-- begin Document segment --

Donald Trump campaigned on a platform of what often looked like America-first isolationism, and in June he suspended joint US–South Korea military exercises to placate North Korean leader Kim Jong-un during their summit in Singapore. But for the most part he has turned out to be a hawkish advocate of American dominance. Trump also clearly has little knowledge or appreciation of established constitutional and other legal constraints on presidential power, and holds legal arguments in greater contempt than either of his two immediate predecessors.

He has exhorted governors to dispatch National Guard units to police the Mexican border in the absence of his coveted wall, which would arguably violate an 1878 statutory provision circumscribing the use of military forces for domestic law-enforcement purposes under the principle of posse comitatus. According to Bob Woodward’s new book, Fear, Trump wanted to assassinate Syrian president Bashar al-Assad in response to his chemical-weapons attack on civilians in April 2017, despite an executive order prohibiting assassinations, which has been in place and honored since 1976. Secretary of Defense James Mattis decided to ignore him.

Trump’s decision to withdraw from the nuclear deal with Iran—a detailed 159-page document with which Iran had been complying—on the nonsensical basis that Iran’s provocations in the Middle East violated its “spirit” was clearly a pretext for weakening Iran’s influence in the region and freeing the United States to attack its nuclear facilities, which could cause a major regional war.

Trump has derided attempts to minimize civilian casualities in drone strikes as “micromanagement,” loosened targeting criteria, delegated increased operational authority to the Pentagon, and decreased the transparency of the decision-making process. In the past year his administration has escalated its operations against al-Shabaab, the al-Qaeda–linked group based in Somalia, and increased the number of US troops deployed there from fifty to five hundred without congressional authorization. (A Green Beret was killed in Somalia in early June.) Likewise no existing congressional authorization arguably covered the missile strikes Trump launched against Syria in April 2017 and April 2018 in response to Bashar al-Assad’s chemical weapons attacks. As the strikes did not target any jihadist elements, they fell outside the scope of the AUMF and were almost certainly illegal. It’s fairly clear that Trump isn’t inclined to share war powers with another branch of government.

-- end Document segment --
-- begin Material shown --

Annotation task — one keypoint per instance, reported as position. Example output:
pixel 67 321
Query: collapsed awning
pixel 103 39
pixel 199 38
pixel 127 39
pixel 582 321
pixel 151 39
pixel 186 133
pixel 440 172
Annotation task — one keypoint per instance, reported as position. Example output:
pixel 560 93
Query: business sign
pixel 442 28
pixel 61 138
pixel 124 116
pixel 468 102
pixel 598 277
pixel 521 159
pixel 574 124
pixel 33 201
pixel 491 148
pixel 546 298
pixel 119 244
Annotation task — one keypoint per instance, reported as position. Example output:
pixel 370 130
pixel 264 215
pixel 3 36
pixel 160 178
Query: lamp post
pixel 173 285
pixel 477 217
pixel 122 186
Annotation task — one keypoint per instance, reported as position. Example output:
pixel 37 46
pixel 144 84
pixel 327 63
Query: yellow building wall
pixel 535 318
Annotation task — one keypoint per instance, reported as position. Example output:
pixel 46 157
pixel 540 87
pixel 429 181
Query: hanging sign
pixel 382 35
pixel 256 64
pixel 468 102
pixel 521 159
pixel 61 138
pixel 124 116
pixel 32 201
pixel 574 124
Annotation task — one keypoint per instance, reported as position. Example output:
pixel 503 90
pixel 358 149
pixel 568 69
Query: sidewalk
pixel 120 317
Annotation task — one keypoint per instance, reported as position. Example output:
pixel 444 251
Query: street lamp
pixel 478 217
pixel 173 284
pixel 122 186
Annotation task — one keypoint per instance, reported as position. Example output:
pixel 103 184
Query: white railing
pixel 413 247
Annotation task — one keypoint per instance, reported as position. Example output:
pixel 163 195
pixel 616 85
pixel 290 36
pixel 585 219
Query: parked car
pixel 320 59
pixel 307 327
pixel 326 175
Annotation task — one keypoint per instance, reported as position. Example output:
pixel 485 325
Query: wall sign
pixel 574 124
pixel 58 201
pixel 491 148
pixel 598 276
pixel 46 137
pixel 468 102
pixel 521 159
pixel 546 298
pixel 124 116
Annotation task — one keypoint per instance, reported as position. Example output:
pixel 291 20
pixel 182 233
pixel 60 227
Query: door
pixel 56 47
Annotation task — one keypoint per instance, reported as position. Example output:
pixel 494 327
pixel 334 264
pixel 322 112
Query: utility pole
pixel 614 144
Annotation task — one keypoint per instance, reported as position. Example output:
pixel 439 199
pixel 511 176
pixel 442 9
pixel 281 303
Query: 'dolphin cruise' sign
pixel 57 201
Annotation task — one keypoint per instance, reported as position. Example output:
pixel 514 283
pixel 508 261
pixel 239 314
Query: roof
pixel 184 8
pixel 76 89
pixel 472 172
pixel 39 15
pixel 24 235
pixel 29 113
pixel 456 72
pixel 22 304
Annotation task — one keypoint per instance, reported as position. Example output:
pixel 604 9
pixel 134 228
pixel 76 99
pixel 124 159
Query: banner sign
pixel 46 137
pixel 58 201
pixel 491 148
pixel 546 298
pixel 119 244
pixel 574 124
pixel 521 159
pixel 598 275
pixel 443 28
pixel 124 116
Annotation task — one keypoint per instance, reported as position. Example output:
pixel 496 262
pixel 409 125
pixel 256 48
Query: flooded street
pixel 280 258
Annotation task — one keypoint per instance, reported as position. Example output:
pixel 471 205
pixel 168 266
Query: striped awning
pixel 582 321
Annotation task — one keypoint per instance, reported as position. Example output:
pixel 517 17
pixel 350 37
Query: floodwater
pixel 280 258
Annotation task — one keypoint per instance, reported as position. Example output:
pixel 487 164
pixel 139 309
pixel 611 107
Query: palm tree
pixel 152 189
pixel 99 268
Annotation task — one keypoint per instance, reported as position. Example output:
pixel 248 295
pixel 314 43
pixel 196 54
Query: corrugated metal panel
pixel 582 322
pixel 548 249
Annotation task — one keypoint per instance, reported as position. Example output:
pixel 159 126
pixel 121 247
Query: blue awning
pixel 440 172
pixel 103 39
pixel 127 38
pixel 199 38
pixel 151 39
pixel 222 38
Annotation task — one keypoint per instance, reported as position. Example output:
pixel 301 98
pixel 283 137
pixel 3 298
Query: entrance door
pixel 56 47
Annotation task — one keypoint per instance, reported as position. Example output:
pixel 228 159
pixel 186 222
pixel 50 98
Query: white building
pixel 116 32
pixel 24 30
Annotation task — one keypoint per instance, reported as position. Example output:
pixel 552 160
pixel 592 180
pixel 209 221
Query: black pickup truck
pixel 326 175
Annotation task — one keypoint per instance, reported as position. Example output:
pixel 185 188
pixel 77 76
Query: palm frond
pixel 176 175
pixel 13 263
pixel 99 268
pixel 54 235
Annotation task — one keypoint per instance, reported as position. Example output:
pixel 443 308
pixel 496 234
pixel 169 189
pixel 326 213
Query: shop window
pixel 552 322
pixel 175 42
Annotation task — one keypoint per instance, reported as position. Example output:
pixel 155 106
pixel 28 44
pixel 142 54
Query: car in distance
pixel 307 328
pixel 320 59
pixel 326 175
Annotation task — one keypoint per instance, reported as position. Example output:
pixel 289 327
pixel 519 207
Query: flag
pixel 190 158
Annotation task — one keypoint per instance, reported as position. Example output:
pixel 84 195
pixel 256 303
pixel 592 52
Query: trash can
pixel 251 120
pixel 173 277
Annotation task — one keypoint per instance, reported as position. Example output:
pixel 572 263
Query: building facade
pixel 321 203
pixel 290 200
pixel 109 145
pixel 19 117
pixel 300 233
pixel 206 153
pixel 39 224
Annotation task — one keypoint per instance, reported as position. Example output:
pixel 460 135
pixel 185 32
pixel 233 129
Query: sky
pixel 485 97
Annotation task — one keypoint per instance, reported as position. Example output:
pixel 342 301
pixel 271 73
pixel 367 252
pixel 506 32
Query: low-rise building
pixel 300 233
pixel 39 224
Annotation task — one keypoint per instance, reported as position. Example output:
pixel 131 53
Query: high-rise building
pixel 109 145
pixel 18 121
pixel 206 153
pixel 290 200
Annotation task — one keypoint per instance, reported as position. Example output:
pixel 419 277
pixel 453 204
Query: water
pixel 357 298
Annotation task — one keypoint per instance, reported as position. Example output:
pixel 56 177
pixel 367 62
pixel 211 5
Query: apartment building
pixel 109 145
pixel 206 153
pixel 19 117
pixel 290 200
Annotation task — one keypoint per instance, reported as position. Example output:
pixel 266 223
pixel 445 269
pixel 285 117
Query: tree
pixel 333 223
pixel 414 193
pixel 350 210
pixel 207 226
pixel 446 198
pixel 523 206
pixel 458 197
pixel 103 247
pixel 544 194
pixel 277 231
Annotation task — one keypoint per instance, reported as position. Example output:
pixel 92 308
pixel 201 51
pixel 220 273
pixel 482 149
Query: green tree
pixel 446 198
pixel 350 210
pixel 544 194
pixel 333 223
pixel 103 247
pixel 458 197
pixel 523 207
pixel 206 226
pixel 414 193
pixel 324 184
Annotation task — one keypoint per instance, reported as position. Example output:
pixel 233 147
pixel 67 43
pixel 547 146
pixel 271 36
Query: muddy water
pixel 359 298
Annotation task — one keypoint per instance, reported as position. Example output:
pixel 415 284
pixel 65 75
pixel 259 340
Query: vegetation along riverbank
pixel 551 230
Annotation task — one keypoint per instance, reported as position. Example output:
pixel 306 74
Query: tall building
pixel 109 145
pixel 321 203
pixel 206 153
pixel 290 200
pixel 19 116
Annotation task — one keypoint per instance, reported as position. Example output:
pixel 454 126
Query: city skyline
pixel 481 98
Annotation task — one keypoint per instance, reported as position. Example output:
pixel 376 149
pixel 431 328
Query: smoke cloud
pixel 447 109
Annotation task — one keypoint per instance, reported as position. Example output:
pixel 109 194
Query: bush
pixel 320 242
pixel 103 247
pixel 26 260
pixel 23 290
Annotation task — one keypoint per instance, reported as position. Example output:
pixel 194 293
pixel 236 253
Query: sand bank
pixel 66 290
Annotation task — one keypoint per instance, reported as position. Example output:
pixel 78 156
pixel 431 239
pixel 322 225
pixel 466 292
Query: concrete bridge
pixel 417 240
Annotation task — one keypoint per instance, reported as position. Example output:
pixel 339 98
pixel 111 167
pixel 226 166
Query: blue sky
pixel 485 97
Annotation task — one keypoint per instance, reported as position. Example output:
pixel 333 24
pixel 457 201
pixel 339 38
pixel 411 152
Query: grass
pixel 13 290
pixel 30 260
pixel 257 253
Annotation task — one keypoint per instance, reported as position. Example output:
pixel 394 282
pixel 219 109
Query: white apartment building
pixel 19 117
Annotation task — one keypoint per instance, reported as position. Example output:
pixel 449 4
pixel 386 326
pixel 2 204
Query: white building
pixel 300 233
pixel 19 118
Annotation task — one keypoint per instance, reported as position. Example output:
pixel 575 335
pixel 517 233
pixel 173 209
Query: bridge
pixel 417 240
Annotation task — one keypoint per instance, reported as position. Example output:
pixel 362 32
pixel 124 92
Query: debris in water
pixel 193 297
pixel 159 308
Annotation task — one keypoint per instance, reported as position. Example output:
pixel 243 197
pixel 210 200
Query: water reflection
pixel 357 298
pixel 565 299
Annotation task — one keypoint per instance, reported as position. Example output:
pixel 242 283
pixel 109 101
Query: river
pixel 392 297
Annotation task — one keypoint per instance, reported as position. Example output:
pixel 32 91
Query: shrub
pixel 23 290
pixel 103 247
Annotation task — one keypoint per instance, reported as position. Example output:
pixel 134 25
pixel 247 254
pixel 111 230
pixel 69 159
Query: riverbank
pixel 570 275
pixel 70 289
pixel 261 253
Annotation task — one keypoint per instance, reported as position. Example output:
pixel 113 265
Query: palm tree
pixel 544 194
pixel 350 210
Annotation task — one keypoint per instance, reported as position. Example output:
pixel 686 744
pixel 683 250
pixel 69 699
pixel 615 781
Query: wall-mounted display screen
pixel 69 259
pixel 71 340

-- end Material shown --

* [Short exercise]: Continue the passage on Trump and presidential war powers from the point where it stops.

* [Result for this exercise]:
So far, Trump’s fickle policy toward North Korea, lurching from dangerous brinkmanship to clueless placation, has not produced any direct confrontations between him and Congress. But it has showed his resistance to any kind of oversight or guidance. The summit’s results asymmetrically favored North Korea: Pyongyang made no major concessions that it hadn’t already made and broken, while Washington implicitly recognized North Korea as a nuclear power and agreed to relieve military and economic pressure on the regime. Precedent as well as post-summit US intelligence reports suggests that any tentative deal will slowly unravel and that the parties will return to the status quo ante. In that case, the Trump administration would likely feel compelled to take an even more aggressive stance against Pyongyang than it had initially, when Trump and Kim traded incendiary threats and Trump seriously considered a limited military strike on North Korea. Trump might initiate a war against North Korea to neutralize its nuclear weapons capability even if no attack against the United States or American interests were forthcoming—in other words, start a preventive war of choice without seeking congressional authorization.

It is important to consider what would constrain Trump if he tried to start an armed conflict with Iran or North Korea without adequately informing, consulting, or obtaining authorization from Congress.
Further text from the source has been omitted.